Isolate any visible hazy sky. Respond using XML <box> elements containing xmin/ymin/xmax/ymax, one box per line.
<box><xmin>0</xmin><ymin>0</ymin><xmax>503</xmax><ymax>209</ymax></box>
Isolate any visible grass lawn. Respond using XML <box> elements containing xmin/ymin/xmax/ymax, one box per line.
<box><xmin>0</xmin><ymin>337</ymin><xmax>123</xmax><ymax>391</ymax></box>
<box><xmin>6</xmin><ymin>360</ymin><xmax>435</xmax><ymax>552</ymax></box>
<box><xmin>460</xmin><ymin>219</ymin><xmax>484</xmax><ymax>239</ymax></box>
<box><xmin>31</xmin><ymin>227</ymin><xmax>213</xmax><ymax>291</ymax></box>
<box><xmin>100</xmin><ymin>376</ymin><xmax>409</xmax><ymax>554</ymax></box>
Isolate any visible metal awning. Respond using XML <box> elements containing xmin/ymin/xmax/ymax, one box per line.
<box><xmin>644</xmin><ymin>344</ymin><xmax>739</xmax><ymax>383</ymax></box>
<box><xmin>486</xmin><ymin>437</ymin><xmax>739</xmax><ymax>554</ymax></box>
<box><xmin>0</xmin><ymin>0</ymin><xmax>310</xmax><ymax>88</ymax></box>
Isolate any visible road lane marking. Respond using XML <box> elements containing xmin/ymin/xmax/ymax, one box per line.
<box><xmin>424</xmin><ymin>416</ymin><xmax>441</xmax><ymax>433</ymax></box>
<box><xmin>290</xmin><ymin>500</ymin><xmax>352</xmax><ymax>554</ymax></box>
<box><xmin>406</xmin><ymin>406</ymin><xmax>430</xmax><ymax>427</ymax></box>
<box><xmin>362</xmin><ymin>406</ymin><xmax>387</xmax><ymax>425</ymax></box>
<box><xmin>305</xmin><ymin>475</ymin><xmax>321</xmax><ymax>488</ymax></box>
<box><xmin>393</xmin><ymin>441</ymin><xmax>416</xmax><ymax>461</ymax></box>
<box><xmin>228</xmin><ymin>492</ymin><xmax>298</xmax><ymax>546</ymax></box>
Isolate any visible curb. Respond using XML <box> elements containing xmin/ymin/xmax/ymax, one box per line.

▸ Given exercise: Write out the listing once more, matching it exactly.

▸ Task output:
Isolate any visible hazy sky. Respond using XML <box> elements containing xmin/ymin/xmax/ymax, one box per line.
<box><xmin>0</xmin><ymin>0</ymin><xmax>503</xmax><ymax>209</ymax></box>
Isolate any visible grass lawn. Respond using XML <box> elements containing xmin/ymin/xmax/ymax, one box per line.
<box><xmin>0</xmin><ymin>337</ymin><xmax>123</xmax><ymax>391</ymax></box>
<box><xmin>6</xmin><ymin>360</ymin><xmax>435</xmax><ymax>552</ymax></box>
<box><xmin>460</xmin><ymin>219</ymin><xmax>484</xmax><ymax>239</ymax></box>
<box><xmin>31</xmin><ymin>227</ymin><xmax>213</xmax><ymax>291</ymax></box>
<box><xmin>100</xmin><ymin>376</ymin><xmax>409</xmax><ymax>554</ymax></box>
Isolate any visible metal awning. Respond using XML <box> elements containing xmin/ymin/xmax/ymax, one box per line.
<box><xmin>644</xmin><ymin>344</ymin><xmax>739</xmax><ymax>383</ymax></box>
<box><xmin>486</xmin><ymin>437</ymin><xmax>739</xmax><ymax>554</ymax></box>
<box><xmin>0</xmin><ymin>0</ymin><xmax>310</xmax><ymax>88</ymax></box>
Isolate any visible road lane marking. Respond using XML <box> elements containing xmin/ymin/xmax/ymax, one box per line.
<box><xmin>424</xmin><ymin>416</ymin><xmax>441</xmax><ymax>433</ymax></box>
<box><xmin>290</xmin><ymin>500</ymin><xmax>352</xmax><ymax>554</ymax></box>
<box><xmin>406</xmin><ymin>406</ymin><xmax>430</xmax><ymax>427</ymax></box>
<box><xmin>362</xmin><ymin>406</ymin><xmax>387</xmax><ymax>425</ymax></box>
<box><xmin>305</xmin><ymin>475</ymin><xmax>321</xmax><ymax>488</ymax></box>
<box><xmin>393</xmin><ymin>441</ymin><xmax>416</xmax><ymax>461</ymax></box>
<box><xmin>228</xmin><ymin>492</ymin><xmax>298</xmax><ymax>546</ymax></box>
Isolate any visible curb. Respond using XML <box> elements containing xmin/ymin/xmax/ymax, one box per line.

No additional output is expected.